##### TASK INPUTS
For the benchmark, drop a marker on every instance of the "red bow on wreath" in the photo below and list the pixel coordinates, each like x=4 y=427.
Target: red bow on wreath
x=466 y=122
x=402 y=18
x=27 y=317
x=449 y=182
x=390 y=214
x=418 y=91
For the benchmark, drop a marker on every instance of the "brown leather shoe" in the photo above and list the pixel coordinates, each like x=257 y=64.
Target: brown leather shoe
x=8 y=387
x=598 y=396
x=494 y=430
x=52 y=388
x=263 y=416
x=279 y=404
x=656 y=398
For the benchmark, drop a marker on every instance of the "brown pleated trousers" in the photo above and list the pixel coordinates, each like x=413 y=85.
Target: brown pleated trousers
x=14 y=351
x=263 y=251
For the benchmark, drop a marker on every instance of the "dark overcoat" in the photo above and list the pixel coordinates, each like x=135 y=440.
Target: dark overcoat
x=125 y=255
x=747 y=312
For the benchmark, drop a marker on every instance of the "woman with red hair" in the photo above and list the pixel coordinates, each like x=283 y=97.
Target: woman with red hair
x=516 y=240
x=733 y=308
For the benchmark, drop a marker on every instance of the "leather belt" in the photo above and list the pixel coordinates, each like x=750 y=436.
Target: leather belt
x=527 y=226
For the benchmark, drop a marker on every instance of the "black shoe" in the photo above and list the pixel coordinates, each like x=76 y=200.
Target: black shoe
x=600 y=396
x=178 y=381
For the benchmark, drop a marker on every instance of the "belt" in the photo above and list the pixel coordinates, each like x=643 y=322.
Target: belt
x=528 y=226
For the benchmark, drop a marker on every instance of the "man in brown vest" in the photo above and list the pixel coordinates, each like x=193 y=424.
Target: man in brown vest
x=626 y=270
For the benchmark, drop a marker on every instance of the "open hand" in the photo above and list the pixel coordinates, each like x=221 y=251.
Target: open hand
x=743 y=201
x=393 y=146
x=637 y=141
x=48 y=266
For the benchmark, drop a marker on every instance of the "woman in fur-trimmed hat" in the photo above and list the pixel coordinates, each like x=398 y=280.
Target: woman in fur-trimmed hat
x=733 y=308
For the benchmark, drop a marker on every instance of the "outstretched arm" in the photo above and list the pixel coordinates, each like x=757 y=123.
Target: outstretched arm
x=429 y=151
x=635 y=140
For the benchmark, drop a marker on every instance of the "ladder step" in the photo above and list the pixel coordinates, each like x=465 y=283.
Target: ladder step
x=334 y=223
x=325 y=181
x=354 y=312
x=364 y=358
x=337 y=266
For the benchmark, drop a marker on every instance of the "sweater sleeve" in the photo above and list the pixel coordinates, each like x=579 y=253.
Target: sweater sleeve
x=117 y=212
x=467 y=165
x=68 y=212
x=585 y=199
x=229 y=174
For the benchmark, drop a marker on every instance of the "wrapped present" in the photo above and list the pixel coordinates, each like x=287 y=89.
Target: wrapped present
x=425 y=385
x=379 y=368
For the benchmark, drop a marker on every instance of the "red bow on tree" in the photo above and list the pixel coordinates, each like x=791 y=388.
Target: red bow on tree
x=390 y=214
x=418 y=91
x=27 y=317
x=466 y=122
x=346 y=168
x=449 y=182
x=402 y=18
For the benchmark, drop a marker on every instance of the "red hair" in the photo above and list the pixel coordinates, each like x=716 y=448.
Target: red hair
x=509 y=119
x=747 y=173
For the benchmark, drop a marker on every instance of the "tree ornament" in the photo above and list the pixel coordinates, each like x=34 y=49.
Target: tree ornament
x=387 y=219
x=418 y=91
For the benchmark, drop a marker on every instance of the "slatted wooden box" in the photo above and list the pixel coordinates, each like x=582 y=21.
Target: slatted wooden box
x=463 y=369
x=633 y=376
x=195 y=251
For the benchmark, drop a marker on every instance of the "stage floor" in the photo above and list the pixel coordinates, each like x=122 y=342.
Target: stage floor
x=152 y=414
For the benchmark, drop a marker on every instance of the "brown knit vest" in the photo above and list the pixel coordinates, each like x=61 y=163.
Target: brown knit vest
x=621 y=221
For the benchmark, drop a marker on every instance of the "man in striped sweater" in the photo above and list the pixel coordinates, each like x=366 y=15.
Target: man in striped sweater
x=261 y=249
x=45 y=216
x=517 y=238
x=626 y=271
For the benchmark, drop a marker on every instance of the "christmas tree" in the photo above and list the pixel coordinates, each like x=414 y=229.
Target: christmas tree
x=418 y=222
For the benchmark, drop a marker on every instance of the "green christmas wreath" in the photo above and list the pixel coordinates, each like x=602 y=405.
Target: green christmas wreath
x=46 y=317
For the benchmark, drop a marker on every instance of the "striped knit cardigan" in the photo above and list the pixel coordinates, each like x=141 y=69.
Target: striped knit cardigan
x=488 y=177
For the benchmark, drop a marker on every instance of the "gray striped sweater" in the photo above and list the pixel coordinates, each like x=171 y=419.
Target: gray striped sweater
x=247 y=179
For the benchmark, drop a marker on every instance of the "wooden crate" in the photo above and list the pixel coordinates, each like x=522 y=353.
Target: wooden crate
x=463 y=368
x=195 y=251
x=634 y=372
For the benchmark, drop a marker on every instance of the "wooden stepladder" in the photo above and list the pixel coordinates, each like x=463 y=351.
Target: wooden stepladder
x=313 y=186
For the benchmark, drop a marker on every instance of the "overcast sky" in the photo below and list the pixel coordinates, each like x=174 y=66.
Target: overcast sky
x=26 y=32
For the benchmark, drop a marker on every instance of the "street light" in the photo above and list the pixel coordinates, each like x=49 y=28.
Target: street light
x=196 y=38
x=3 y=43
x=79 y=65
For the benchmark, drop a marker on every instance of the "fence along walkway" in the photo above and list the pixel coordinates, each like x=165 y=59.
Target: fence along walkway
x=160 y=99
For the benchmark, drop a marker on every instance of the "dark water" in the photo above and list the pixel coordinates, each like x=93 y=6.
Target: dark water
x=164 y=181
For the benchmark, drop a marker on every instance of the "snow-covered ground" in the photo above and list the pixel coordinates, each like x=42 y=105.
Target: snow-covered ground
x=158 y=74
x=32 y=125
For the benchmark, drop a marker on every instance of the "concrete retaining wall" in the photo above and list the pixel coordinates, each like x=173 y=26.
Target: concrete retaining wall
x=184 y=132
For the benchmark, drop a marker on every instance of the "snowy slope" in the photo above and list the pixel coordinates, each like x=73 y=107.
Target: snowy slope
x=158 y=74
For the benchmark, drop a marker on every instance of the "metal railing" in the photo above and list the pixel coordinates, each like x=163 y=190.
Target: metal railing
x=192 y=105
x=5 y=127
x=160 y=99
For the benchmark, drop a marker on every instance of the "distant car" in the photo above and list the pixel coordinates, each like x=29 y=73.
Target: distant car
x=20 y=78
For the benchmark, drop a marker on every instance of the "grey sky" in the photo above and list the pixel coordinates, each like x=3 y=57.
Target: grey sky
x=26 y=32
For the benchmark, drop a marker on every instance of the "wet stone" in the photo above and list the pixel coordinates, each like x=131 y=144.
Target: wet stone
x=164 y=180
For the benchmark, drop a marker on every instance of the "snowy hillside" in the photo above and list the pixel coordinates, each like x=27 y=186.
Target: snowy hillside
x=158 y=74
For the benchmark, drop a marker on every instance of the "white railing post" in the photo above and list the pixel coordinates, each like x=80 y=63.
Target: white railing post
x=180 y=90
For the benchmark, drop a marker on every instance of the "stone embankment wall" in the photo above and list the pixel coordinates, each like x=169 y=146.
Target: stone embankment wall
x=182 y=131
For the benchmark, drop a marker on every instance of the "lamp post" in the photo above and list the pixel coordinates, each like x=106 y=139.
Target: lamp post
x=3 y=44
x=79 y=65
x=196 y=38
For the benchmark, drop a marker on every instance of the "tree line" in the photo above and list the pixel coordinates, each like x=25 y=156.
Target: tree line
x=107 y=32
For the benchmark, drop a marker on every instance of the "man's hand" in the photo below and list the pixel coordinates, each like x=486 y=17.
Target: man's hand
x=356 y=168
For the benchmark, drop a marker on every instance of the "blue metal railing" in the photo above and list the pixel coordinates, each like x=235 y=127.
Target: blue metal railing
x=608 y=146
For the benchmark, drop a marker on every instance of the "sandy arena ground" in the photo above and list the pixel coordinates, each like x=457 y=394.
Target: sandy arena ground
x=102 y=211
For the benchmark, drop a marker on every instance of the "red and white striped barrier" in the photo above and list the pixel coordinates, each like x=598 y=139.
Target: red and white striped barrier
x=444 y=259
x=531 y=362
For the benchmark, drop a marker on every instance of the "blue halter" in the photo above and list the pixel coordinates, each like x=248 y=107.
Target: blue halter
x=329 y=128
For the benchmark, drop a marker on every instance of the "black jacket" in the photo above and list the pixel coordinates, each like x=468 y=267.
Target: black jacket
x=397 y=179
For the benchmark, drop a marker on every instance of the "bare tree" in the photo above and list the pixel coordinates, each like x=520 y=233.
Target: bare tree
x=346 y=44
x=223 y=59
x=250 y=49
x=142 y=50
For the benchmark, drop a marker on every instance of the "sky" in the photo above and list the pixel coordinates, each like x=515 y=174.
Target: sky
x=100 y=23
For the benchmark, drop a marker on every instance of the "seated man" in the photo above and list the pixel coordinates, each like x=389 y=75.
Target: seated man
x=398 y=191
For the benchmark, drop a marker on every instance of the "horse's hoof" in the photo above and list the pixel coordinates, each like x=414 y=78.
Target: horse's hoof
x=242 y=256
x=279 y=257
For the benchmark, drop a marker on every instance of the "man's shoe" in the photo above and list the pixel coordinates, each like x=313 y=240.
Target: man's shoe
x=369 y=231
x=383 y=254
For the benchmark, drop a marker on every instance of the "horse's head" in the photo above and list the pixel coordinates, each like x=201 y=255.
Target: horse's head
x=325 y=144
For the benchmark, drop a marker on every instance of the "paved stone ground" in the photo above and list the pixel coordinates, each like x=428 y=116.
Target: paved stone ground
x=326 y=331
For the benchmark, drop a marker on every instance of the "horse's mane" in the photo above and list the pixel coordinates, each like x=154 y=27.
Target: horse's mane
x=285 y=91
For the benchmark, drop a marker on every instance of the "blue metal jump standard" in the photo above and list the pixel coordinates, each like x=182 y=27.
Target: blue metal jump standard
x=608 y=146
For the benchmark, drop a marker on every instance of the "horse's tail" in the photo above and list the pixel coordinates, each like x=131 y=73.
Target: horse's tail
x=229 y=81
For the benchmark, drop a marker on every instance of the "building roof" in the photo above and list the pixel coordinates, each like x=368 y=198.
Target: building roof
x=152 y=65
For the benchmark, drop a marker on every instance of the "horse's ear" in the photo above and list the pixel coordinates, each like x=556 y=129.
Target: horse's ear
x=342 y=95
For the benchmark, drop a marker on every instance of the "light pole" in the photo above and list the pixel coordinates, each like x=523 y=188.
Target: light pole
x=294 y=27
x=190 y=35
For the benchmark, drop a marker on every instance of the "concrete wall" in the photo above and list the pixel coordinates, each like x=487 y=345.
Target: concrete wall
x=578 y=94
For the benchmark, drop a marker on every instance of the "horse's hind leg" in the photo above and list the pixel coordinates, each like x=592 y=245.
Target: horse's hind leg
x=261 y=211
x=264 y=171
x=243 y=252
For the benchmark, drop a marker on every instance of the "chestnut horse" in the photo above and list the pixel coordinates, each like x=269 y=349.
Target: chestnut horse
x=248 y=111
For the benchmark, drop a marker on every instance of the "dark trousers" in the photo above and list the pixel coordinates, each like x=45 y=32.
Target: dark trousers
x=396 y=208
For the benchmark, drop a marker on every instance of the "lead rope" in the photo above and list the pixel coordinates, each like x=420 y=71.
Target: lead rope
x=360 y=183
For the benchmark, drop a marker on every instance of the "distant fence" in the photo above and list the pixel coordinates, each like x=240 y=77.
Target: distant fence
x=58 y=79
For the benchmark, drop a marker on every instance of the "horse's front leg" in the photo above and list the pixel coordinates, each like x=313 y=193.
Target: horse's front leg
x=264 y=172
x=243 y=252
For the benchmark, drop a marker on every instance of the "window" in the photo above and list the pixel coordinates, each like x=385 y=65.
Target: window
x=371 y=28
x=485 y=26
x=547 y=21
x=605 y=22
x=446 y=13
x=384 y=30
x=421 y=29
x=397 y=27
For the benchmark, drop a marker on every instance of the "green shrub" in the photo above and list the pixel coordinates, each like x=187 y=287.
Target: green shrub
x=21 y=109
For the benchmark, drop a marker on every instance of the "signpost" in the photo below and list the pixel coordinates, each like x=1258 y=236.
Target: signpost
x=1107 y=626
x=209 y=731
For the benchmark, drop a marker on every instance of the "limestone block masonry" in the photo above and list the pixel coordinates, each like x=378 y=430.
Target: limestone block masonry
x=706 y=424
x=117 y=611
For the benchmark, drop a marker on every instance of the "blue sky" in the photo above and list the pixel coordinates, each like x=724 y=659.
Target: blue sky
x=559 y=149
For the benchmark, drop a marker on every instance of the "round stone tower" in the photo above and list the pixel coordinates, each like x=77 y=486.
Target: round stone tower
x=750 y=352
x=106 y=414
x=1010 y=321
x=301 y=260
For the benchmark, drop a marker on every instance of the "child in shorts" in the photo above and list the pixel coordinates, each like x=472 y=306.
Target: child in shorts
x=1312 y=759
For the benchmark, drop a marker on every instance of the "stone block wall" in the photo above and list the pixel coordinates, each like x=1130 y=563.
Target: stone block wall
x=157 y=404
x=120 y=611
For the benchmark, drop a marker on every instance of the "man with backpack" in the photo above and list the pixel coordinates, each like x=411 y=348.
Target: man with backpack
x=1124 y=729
##########
GOAL OF THE EXERCISE: Rewrite the items from the line containing "like x=29 y=73." through the line containing "x=531 y=362", both included, replacing "benchmark" with "evaluation" and leaving everything else as it is.

COMPLETED TASK:
For the evaluation, drop a marker on every instance of the "distant car" in the photo above and list the pixel coordinates, each like x=29 y=73.
Target: distant car
x=20 y=78
For the evaluation, drop a marker on every instance of the "grey sky" in the photo above and list the pixel coordinates, each like x=3 y=57.
Target: grey sky
x=26 y=32
For the evaluation, drop a marker on every instance of the "wet stone" in the photo above and list the pixel coordinates, each like x=131 y=144.
Target: wet stone
x=164 y=180
For the evaluation, drop a marker on every instance of the "snowy hillside" in the photo above and list the pixel coordinates, each like x=27 y=186.
Target: snowy hillside
x=158 y=74
For the evaluation, drop a marker on every instance of the "white railing post" in the photo above and list the pixel coordinates, each like x=80 y=63.
Target: white railing post
x=180 y=90
For the evaluation, drop a marker on every instance of the "stone embankment wall" in the photo above and list the pixel coordinates, each like x=169 y=146.
Target: stone embankment wall
x=182 y=131
For the evaluation, drop a marker on every instance of the "lamp post" in the photo above and list the pixel coordinates, each like x=106 y=139.
Target: lamp post
x=3 y=44
x=79 y=65
x=196 y=38
For the evaluation, drop a marker on every instance of the "tree line" in the photo above and list the pixel coordinates, each like x=25 y=156.
Target: tree line
x=107 y=32
For the evaluation, drop a marker on every instance of the "man's hand" in the photo below and list the pixel coordinates, each like x=486 y=17.
Target: man's hand
x=356 y=168
For the evaluation, drop a marker on every instance of the "blue metal railing" in the photo above and list the pixel coordinates, each like x=235 y=127.
Target: blue metal railing
x=608 y=146
For the evaluation, drop a marker on every instance of the "sandy arena ground" in the photo above and list the pixel coordinates, each like x=457 y=394.
Target: sandy arena ground
x=102 y=211
For the evaluation, drop a marker on every instance of the "red and white striped barrier" in the photo above and list the pixel coordinates, each like x=598 y=139.
Target: red and white striped barrier
x=444 y=259
x=531 y=362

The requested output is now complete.